What is being asked: Please rescale everything from the line containing "pipe. Keep to one point per instance." down to the last line. Reproduce each of those lines, keeping its wording, but multiply every point coordinate by 1.6 and round to whole numbers, with halves rounded up.

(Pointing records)
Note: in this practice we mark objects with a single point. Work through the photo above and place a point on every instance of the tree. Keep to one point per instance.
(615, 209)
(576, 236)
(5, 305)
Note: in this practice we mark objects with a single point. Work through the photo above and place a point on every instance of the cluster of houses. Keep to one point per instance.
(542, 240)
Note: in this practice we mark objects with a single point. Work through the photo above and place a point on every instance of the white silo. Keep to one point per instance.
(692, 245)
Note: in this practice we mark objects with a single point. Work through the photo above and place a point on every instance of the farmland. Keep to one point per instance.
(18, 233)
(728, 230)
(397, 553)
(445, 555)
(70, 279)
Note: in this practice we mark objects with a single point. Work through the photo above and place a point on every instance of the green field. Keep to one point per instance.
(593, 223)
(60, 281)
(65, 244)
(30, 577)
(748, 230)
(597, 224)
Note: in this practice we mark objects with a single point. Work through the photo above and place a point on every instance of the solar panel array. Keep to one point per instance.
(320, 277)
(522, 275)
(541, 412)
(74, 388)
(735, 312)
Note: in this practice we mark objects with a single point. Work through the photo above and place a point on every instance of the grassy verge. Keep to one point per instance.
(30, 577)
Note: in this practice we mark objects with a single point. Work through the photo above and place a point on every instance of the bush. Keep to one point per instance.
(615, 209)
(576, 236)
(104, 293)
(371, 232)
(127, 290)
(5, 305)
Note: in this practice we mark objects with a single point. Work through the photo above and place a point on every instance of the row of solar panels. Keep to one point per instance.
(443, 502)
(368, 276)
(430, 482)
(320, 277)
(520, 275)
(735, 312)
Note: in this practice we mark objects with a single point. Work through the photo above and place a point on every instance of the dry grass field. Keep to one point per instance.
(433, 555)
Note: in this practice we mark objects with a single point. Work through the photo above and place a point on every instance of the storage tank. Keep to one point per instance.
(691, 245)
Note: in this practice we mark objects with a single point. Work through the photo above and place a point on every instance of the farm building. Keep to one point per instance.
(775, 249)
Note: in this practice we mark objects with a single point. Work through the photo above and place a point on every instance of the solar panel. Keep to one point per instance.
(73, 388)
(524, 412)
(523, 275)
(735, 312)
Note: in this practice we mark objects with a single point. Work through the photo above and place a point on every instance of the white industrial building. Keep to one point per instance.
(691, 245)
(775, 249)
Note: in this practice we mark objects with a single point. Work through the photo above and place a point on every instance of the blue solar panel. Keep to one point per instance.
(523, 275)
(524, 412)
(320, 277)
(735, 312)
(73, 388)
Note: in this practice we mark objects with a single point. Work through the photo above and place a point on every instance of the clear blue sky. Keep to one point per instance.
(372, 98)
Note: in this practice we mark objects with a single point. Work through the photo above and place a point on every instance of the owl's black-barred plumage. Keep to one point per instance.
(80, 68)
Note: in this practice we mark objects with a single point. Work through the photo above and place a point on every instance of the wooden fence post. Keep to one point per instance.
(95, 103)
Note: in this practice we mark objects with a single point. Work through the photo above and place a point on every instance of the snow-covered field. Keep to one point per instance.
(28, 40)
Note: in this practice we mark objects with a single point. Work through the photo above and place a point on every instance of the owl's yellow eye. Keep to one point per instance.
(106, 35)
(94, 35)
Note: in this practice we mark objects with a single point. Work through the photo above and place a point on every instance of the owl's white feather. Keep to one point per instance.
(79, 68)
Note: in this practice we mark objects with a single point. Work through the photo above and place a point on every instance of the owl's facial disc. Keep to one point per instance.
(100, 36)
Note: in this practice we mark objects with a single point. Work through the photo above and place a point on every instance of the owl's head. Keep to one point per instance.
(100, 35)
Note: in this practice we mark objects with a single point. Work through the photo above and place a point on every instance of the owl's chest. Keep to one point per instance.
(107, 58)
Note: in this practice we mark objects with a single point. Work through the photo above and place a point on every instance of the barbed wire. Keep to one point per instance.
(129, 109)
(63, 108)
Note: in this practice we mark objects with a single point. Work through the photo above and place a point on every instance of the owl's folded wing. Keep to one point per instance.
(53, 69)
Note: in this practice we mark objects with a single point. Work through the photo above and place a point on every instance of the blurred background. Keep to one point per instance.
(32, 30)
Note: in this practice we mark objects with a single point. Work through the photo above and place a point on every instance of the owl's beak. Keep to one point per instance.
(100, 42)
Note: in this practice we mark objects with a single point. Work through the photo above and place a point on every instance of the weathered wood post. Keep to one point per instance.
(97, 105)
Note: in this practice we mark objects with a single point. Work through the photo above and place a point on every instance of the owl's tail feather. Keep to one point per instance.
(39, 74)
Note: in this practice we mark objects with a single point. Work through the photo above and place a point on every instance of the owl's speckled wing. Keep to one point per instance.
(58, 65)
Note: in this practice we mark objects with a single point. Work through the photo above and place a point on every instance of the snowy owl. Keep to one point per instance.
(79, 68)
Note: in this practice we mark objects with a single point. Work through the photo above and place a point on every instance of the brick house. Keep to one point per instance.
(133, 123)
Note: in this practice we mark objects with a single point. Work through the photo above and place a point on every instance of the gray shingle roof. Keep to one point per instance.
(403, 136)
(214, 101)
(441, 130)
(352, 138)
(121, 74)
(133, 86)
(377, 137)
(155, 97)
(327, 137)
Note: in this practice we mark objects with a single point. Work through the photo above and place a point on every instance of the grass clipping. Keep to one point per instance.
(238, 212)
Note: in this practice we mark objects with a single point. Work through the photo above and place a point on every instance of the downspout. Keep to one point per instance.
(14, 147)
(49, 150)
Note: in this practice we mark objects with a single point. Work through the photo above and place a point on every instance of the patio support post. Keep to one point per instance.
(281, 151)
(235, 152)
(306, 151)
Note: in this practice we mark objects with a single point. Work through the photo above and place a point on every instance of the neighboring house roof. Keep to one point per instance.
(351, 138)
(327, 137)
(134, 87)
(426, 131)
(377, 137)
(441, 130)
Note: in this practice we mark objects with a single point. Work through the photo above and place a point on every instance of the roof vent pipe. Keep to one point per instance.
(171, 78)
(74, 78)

Response to the exercise:
Note: in this practice we mark objects with a single point. Work through the photo above and place a point on every instance of the roof vent pipe. Keep to one point per instance.
(274, 125)
(118, 125)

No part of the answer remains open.